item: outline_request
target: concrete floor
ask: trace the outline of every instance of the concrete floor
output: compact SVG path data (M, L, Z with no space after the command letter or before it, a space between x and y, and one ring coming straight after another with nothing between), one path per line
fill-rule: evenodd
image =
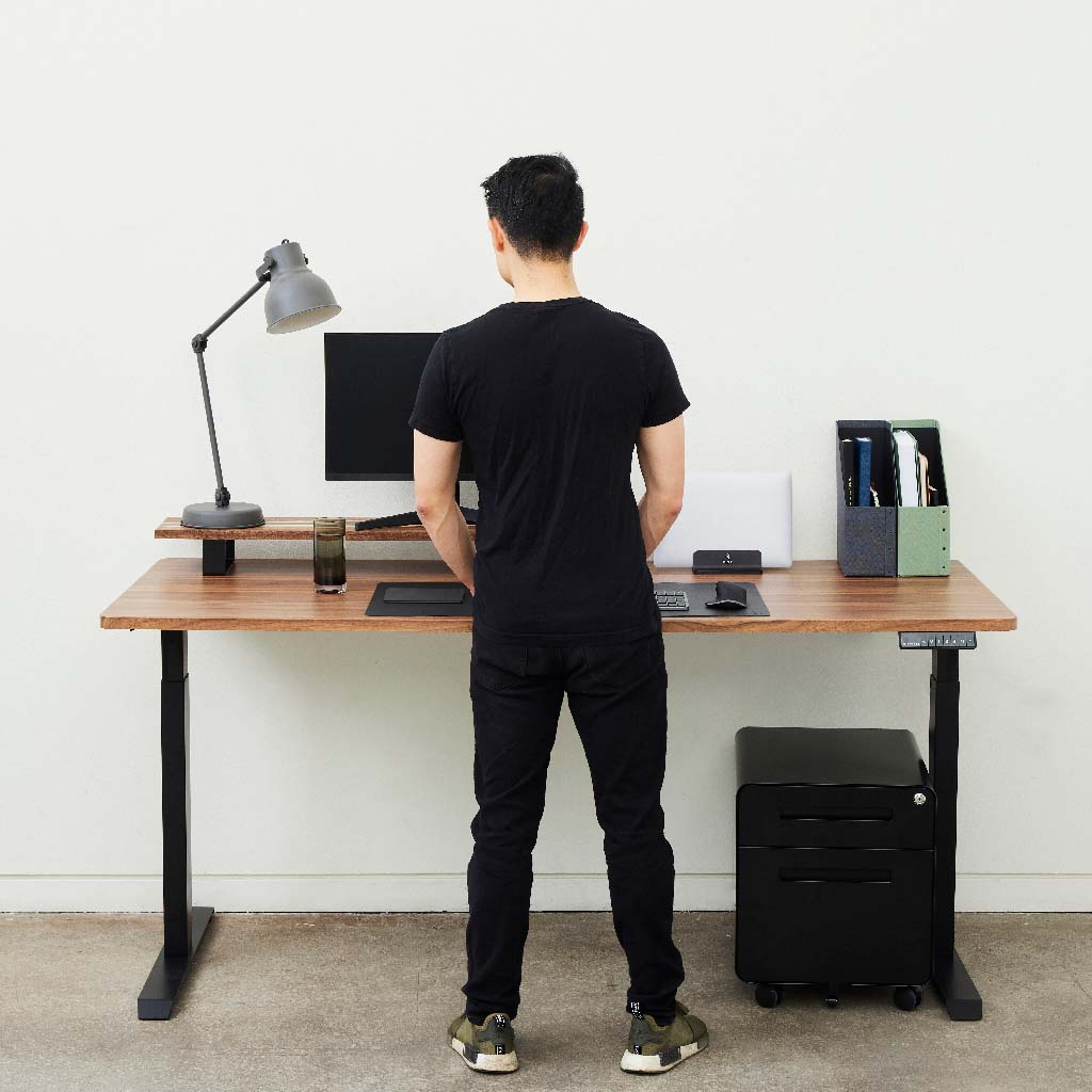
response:
M797 990L760 1009L732 971L732 915L679 914L681 997L712 1042L658 1078L617 1068L626 969L606 914L534 916L515 1024L522 1068L467 1070L444 1041L462 996L464 921L217 916L174 1019L139 1022L156 916L0 915L0 1089L1092 1089L1092 915L961 915L986 1019L960 1024L931 994L912 1013L887 990L848 993L836 1010Z

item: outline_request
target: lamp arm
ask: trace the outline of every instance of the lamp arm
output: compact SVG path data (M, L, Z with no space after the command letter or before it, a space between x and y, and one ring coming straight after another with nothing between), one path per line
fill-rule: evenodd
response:
M216 471L216 507L227 508L232 502L232 495L224 485L224 472L219 465L219 444L216 442L216 423L212 417L212 402L209 399L209 377L204 369L204 351L209 346L209 335L215 333L242 305L265 286L270 280L272 265L266 262L256 271L258 281L251 285L211 327L194 334L190 341L190 348L193 349L198 358L198 375L201 377L201 396L204 400L205 422L209 425L209 442L212 446L212 464Z

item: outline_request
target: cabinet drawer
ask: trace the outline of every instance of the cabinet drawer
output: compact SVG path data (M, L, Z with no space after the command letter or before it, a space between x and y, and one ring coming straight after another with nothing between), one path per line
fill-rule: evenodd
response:
M743 785L736 844L929 850L935 804L927 785Z
M736 854L736 974L745 982L921 985L929 977L933 853Z

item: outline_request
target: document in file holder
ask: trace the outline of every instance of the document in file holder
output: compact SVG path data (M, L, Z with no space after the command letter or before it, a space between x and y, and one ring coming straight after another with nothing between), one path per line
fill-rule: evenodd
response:
M903 508L918 508L922 505L922 483L918 476L919 463L917 438L903 428L894 430L894 470L899 487L899 503Z

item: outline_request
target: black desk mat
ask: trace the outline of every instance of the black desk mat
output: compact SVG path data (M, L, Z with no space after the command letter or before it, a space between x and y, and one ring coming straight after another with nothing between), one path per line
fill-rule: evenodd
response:
M676 581L674 583L655 583L652 586L655 587L657 592L673 592L680 591L686 592L687 601L690 604L689 610L662 610L661 615L664 618L693 618L700 616L703 618L769 618L770 608L765 605L762 596L759 594L758 589L748 581L745 580L733 580L734 584L743 584L747 589L747 606L738 610L714 610L712 607L707 607L707 600L713 598L716 594L716 582L713 580L704 581Z
M474 596L467 592L462 603L384 603L388 587L462 587L458 581L391 580L376 585L366 615L372 618L470 618L474 614Z
M705 606L705 601L713 597L716 584L713 581L692 581L687 583L657 583L657 590L678 589L687 593L690 603L689 610L664 610L664 618L704 616L708 618L768 618L770 610L758 589L745 581L736 581L747 589L747 606L741 610L713 610ZM474 596L466 593L462 603L384 603L383 593L388 587L462 587L455 581L414 581L394 580L376 585L371 602L365 614L372 618L470 618L474 614Z

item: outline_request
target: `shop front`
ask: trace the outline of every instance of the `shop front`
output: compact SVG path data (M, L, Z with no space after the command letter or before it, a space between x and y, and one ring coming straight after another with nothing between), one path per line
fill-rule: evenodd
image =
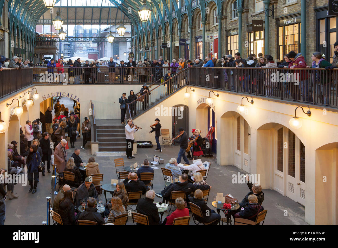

-----

» **WHAT YOU NEED TO DO**: Lay out every line of the listing above as a Markdown table with two columns, Row and Line, numbering the rows in order and omitting blank lines. Leave the pictures out of the table.

» **FINISHED ANSWER**:
| Row | Line |
|---|---|
| 1 | item: outline_request |
| 2 | target: concrete floor |
| 3 | ask: trace the outline of every instance of the concrete floor |
| 4 | output: compact SVG path data (M, L, Z with no space after the command letter or before it, a space between x and y, and one ring coming straight after another with nothing between), one path per line |
| 5 | fill-rule: evenodd |
| 6 | image = |
| 7 | response: |
| 8 | M797 990L760 1009L732 971L732 915L679 914L681 997L712 1042L658 1078L617 1068L626 969L606 914L534 916L515 1024L522 1068L467 1070L444 1041L462 996L464 921L217 916L174 1019L139 1022L156 916L0 915L0 1089L1092 1089L1092 915L961 915L986 1019L960 1024L931 994L912 1013L887 990L848 993L836 1010Z |
| 9 | item: outline_request |
| 10 | target: lamp arm |
| 11 | ask: trace the outline of every instance of the lamp arm |
| 12 | output: compact SVG path data (M, L, Z with no space after the command letter or before it, a space between x and y, and one ring coming straight after another with nothing between), one path per line |
| 13 | fill-rule: evenodd |
| 14 | response: |
| 15 | M216 471L216 507L227 508L232 502L232 495L224 485L224 472L219 465L219 444L216 442L216 423L212 417L212 402L209 399L209 377L204 369L204 351L209 346L209 335L215 333L242 305L265 286L270 280L272 265L266 262L256 271L258 281L251 285L211 327L194 334L190 341L190 348L193 349L198 358L198 375L201 377L201 396L204 400L205 422L209 425L209 442L212 446L212 464Z |
| 16 | item: outline_request |
| 17 | target: cabinet drawer |
| 18 | ask: trace the outline of every instance of the cabinet drawer |
| 19 | output: compact SVG path data (M, L, Z with no space after the command letter or before it, a space between x and y, and one ring coming straight after another with nothing between), one path per line |
| 20 | fill-rule: evenodd |
| 21 | response: |
| 22 | M743 785L736 844L929 850L935 804L927 785Z |
| 23 | M736 854L736 974L745 982L921 985L929 977L933 853Z |
| 24 | item: outline_request |
| 25 | target: document in file holder |
| 26 | ask: trace the outline of every instance of the document in file holder |
| 27 | output: compact SVG path data (M, L, Z with no space after the command letter or before it, a space between x and y, and one ring coming straight after another with nothing between), one path per line |
| 28 | fill-rule: evenodd |
| 29 | response: |
| 30 | M903 508L918 508L922 505L922 483L918 476L919 463L917 438L903 428L894 430L894 470L899 487L899 503Z |
| 31 | item: outline_request |
| 32 | target: black desk mat |
| 33 | ask: trace the outline of every instance of the black desk mat |
| 34 | output: compact SVG path data (M, L, Z with no space after the command letter or before it, a space between x and y, and one ring coming straight after another with nothing between), one path per line |
| 35 | fill-rule: evenodd |
| 36 | response: |
| 37 | M676 581L674 583L655 583L652 586L655 587L657 592L673 592L680 591L686 592L687 601L690 604L689 610L662 610L661 615L664 618L693 618L700 616L703 618L769 618L770 608L765 605L762 596L759 594L758 589L748 581L745 580L733 580L734 584L743 584L747 589L747 606L738 610L714 610L712 607L707 607L707 600L713 598L716 594L716 582L713 580L704 581Z |
| 38 | M474 596L467 592L462 603L384 603L388 587L462 587L458 581L391 580L376 585L366 615L372 618L470 618L474 614Z |
| 39 | M705 606L705 601L713 597L716 584L713 581L692 581L687 583L657 583L657 590L678 589L687 593L690 603L689 610L664 610L664 618L704 616L708 618L768 618L770 610L758 589L745 581L736 581L747 589L747 606L741 610L713 610ZM474 596L466 593L462 603L384 603L383 593L388 587L462 587L455 581L414 581L394 580L376 585L371 602L365 614L372 618L470 618L474 614Z |
| 40 | item: outline_request |
| 41 | target: `shop front` |
| 42 | ask: trace the outline of every instance of the `shop front` |
| 43 | output: compact SVG path data (M, L, Z with no space after the command letter or before it, a space between x and y, and one ring coming straight after another with nothing between), one path per line |
| 44 | fill-rule: evenodd |
| 45 | image = |